Mark Hillman, Ph.D., (Psy) LMHC
Internet addiction results in personal, family, academic, financial and occupational problems that are characteristic of other addictions. Impairment of real life relationships are disrupted as a result of excessive use of the internet. Internet addicts spend more time in solitary seclusion and spend less time with real people in their lives. Arguments may result due to the volume of time spent on-line. Internet addicts may attempt to conceal the amount of time spent on-line, which results in distrust and the disturbance of quality in once stable relationships.
Financial problems may occur due to the significant amount of time spent on-line and the service provider charges. Common financial issues are large bills for use of some services, the telephone connection charges and telephone bills for calls made to friends in chat rooms. Other financial charges may include a connection with compulsive spending/shopping.
Some internet users may develop an emotional attachment to on-line friends and activities they create on their computer screens. Internet users may enjoy aspects of the internet that allow them to meet, socialize and exchange ideas through the use of chat rooms or "virtual communities". These communities allow the person the means to escape from reality and seek out means to fulfill unmet emotional and psychological needs, which are more intimate and less threatening than real life relationships.

──────────

• PROBLEM A
Translate this sentence from the passage on internet addiction into Spanish: "Arguments may result due to the volume of time spent on-line."
• PROBLEM B
Reproduce everything in the passage on internet addiction from "Mark Hillman, Ph.D., (Psy)" down to "once stable relationships.", word for word.

──────────

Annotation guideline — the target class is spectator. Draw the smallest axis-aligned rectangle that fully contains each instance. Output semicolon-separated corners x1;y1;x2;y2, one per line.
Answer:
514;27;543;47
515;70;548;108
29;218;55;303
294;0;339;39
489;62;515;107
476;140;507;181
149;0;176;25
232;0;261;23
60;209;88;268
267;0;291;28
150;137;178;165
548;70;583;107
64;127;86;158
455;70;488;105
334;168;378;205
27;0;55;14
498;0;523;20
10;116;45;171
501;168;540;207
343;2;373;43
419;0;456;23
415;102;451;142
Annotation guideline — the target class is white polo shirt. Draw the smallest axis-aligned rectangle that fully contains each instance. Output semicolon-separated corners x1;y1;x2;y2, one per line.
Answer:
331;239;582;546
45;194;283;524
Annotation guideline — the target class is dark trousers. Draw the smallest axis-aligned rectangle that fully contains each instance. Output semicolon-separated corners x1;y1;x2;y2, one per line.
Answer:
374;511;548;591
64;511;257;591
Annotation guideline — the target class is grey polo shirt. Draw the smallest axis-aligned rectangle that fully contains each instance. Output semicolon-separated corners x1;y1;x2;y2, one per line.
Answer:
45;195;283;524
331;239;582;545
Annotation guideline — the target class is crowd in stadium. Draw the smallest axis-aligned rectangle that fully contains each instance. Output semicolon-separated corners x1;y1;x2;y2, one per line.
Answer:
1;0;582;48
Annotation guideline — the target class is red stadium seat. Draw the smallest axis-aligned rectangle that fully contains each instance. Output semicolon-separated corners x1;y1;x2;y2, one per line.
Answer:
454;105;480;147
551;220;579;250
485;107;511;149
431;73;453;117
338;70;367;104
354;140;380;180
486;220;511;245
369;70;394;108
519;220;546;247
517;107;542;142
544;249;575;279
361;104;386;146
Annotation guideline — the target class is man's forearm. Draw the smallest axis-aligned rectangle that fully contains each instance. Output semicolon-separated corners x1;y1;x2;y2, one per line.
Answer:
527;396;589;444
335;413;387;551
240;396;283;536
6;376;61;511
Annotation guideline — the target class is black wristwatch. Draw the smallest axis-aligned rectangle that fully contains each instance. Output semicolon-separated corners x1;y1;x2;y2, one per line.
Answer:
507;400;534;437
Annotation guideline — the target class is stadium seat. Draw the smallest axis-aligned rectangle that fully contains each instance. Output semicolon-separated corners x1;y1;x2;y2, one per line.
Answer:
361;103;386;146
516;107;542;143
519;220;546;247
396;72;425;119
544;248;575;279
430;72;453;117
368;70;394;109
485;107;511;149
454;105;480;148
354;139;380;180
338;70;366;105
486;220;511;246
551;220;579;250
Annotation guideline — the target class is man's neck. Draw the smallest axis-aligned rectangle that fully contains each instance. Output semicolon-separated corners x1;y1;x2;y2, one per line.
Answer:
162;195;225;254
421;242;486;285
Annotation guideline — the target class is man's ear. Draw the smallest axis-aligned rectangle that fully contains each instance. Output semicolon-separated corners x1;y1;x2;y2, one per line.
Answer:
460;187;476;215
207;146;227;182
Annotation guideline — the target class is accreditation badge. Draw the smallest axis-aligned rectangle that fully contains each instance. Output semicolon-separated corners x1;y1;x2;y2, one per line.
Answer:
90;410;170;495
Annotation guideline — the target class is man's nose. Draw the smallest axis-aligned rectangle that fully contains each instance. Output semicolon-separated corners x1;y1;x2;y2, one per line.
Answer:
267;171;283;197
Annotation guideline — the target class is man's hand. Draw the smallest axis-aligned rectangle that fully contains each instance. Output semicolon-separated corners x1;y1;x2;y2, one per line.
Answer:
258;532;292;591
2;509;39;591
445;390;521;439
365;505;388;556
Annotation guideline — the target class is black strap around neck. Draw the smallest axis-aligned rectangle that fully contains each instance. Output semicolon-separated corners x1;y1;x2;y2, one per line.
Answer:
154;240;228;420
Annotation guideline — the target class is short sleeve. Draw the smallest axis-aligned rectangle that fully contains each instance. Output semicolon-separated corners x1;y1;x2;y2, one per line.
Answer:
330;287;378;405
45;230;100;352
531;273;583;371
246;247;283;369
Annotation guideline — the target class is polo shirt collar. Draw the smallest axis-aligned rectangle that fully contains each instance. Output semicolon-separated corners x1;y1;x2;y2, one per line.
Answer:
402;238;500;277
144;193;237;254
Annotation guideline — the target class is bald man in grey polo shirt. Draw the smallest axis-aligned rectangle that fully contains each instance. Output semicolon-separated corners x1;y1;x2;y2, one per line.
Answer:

──────────

• ANSWER SECTION A
Pueden surgir discusiones debido a la cantidad de tiempo que se pasa en línea.

• ANSWER SECTION B
Mark Hillman, Ph.D., (Psy) LMHC
Internet addiction results in personal, family, academic, financial and occupational problems that are characteristic of other addictions. Impairment of real life relationships are disrupted as a result of excessive use of the internet. Internet addicts spend more time in solitary seclusion and spend less time with real people in their lives. Arguments may result due to the volume of time spent on-line. Internet addicts may attempt to conceal the amount of time spent on-line, which results in distrust and the disturbance of quality in once stable relationships.